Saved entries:
· · · ·
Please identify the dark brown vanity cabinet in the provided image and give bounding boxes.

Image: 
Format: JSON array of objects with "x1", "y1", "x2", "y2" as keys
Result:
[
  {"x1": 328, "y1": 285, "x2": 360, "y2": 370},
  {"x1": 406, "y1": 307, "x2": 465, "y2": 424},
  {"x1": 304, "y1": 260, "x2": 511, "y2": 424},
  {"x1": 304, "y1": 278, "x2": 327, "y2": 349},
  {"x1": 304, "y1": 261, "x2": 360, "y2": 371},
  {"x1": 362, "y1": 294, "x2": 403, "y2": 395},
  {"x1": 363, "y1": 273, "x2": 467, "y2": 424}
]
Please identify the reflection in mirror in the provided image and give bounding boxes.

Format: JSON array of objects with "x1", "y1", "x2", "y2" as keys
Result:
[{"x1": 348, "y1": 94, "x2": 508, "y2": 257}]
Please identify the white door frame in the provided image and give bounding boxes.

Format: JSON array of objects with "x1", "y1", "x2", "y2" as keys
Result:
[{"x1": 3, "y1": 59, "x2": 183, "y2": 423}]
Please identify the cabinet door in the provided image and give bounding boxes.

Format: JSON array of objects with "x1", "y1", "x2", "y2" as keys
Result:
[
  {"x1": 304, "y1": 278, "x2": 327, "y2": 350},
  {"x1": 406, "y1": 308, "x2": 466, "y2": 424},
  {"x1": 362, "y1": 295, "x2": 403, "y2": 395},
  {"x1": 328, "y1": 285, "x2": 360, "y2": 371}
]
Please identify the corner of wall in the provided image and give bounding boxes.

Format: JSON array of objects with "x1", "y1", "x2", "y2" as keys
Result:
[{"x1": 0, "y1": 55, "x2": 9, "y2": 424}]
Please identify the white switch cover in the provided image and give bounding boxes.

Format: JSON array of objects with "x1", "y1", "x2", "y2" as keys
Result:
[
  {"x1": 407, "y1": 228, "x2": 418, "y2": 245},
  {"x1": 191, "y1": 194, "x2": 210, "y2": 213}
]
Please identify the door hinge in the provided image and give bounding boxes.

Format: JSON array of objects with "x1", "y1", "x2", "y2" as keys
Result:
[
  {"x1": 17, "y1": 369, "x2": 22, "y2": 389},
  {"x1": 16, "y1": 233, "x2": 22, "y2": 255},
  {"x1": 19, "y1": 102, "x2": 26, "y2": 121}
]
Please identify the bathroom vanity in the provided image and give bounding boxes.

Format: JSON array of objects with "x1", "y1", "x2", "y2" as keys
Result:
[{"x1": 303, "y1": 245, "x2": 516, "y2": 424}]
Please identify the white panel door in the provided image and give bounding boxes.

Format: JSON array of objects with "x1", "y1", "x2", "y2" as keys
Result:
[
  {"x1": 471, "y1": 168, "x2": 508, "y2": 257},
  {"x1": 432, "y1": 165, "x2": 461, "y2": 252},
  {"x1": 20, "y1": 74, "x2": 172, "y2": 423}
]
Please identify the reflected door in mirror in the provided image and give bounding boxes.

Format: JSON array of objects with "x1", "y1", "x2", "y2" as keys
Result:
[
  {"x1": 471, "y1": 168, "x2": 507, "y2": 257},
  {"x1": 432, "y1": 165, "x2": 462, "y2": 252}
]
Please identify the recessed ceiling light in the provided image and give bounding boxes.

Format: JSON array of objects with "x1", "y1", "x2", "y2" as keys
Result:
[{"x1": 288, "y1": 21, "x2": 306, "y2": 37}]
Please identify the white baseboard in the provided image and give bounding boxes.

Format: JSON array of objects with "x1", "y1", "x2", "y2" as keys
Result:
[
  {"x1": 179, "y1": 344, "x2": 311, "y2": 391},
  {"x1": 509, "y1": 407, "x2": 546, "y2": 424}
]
· · · ·
What this task involves: How many lines in the records contain the word "mirror"? Reply with that number only.

Reply to the exercise: 2